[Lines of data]
%%

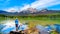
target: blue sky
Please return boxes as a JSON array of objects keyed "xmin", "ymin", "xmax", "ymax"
[{"xmin": 0, "ymin": 0, "xmax": 60, "ymax": 12}]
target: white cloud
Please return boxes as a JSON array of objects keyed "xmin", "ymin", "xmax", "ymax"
[
  {"xmin": 0, "ymin": 0, "xmax": 11, "ymax": 6},
  {"xmin": 22, "ymin": 0, "xmax": 60, "ymax": 10},
  {"xmin": 4, "ymin": 6, "xmax": 18, "ymax": 12},
  {"xmin": 3, "ymin": 0, "xmax": 60, "ymax": 12}
]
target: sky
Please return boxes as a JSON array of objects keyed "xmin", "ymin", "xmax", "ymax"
[{"xmin": 0, "ymin": 0, "xmax": 60, "ymax": 12}]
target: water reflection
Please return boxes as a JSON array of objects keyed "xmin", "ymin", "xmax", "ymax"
[{"xmin": 0, "ymin": 20, "xmax": 28, "ymax": 33}]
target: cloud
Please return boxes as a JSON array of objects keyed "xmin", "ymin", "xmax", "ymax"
[
  {"xmin": 21, "ymin": 0, "xmax": 60, "ymax": 10},
  {"xmin": 0, "ymin": 0, "xmax": 11, "ymax": 6},
  {"xmin": 3, "ymin": 0, "xmax": 60, "ymax": 12},
  {"xmin": 4, "ymin": 6, "xmax": 18, "ymax": 12}
]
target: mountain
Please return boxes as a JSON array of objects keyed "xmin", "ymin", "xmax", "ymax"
[{"xmin": 0, "ymin": 8, "xmax": 60, "ymax": 16}]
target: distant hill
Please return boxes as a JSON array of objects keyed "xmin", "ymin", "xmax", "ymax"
[{"xmin": 0, "ymin": 8, "xmax": 60, "ymax": 16}]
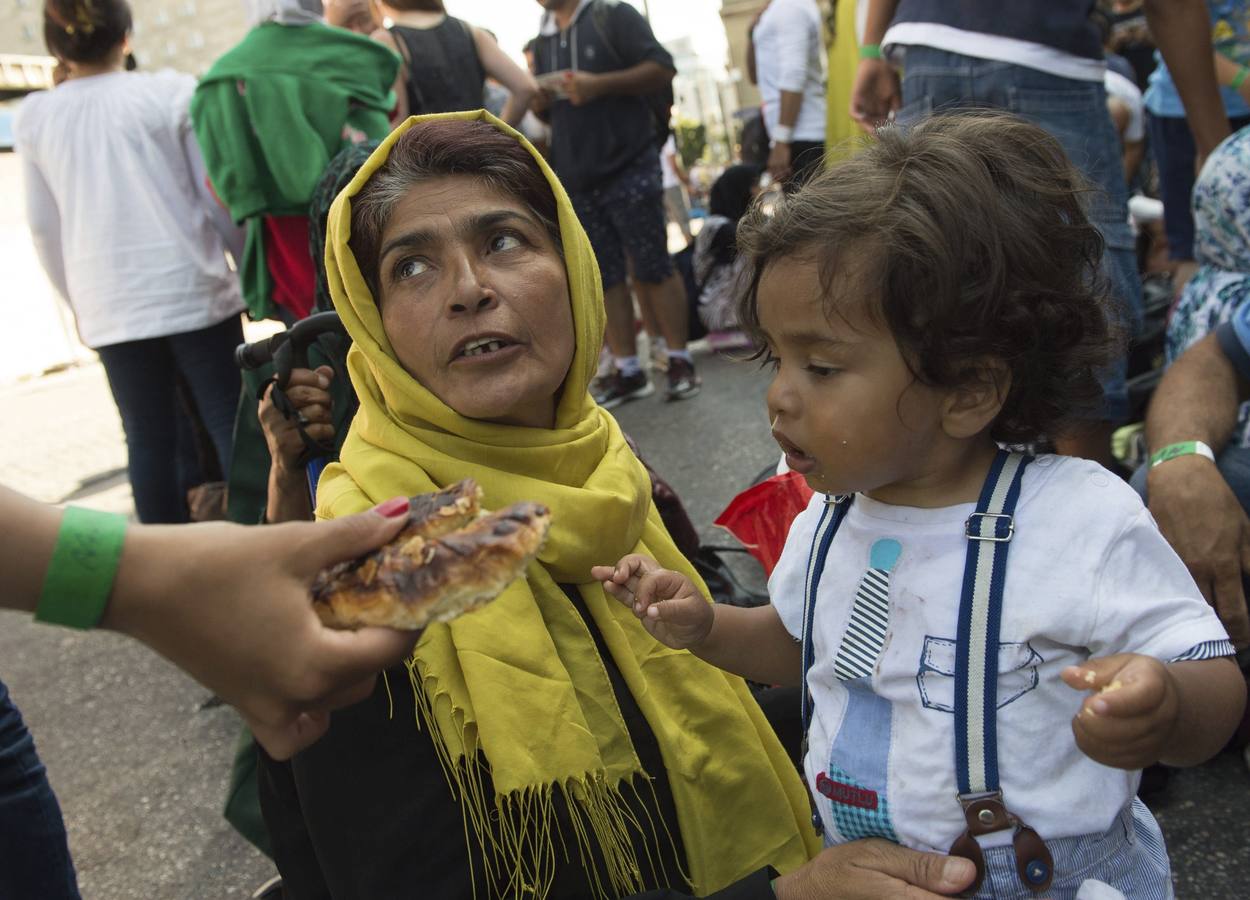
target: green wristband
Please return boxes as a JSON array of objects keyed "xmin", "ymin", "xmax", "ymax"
[
  {"xmin": 1150, "ymin": 441, "xmax": 1215, "ymax": 469},
  {"xmin": 35, "ymin": 506, "xmax": 126, "ymax": 629}
]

%%

- Written instruction: Edit the lines above so that every "target" becomes "object", keeping everything else the same. Leave the pictures out of your answer.

- Final answer:
object: blue sky
Please return boxes as a JSON array of objects keyed "xmin", "ymin", "xmax", "ymax"
[{"xmin": 0, "ymin": 0, "xmax": 60, "ymax": 12}]
object: white cloud
Please return boxes as a JSON array of objects keyed "xmin", "ymin", "xmax", "ymax"
[
  {"xmin": 0, "ymin": 0, "xmax": 11, "ymax": 6},
  {"xmin": 22, "ymin": 0, "xmax": 60, "ymax": 10},
  {"xmin": 4, "ymin": 6, "xmax": 18, "ymax": 12},
  {"xmin": 3, "ymin": 0, "xmax": 60, "ymax": 12}
]
object: sky
Please return boxes as a JSON array of objects keyed "xmin", "ymin", "xmax", "ymax"
[{"xmin": 0, "ymin": 0, "xmax": 60, "ymax": 12}]
object: water reflection
Please return boxes as a JSON array of objects keyed "xmin", "ymin", "xmax", "ymax"
[{"xmin": 0, "ymin": 20, "xmax": 28, "ymax": 33}]
object: cloud
Please return boxes as a JSON array of objects keyed "xmin", "ymin", "xmax", "ymax"
[
  {"xmin": 21, "ymin": 0, "xmax": 60, "ymax": 10},
  {"xmin": 0, "ymin": 0, "xmax": 11, "ymax": 6},
  {"xmin": 3, "ymin": 0, "xmax": 60, "ymax": 12},
  {"xmin": 4, "ymin": 6, "xmax": 18, "ymax": 12}
]
object: mountain
Please return boxes as a JSON array of objects keyed "xmin", "ymin", "xmax", "ymax"
[{"xmin": 0, "ymin": 8, "xmax": 60, "ymax": 16}]
object: distant hill
Please return boxes as a JSON array of objects keyed "xmin", "ymin", "xmax", "ymax"
[{"xmin": 0, "ymin": 8, "xmax": 60, "ymax": 16}]
object: green wristband
Please return boxes as a JSON array of objects keyed "xmin", "ymin", "xmax", "ymax"
[
  {"xmin": 1150, "ymin": 441, "xmax": 1215, "ymax": 469},
  {"xmin": 35, "ymin": 506, "xmax": 126, "ymax": 629}
]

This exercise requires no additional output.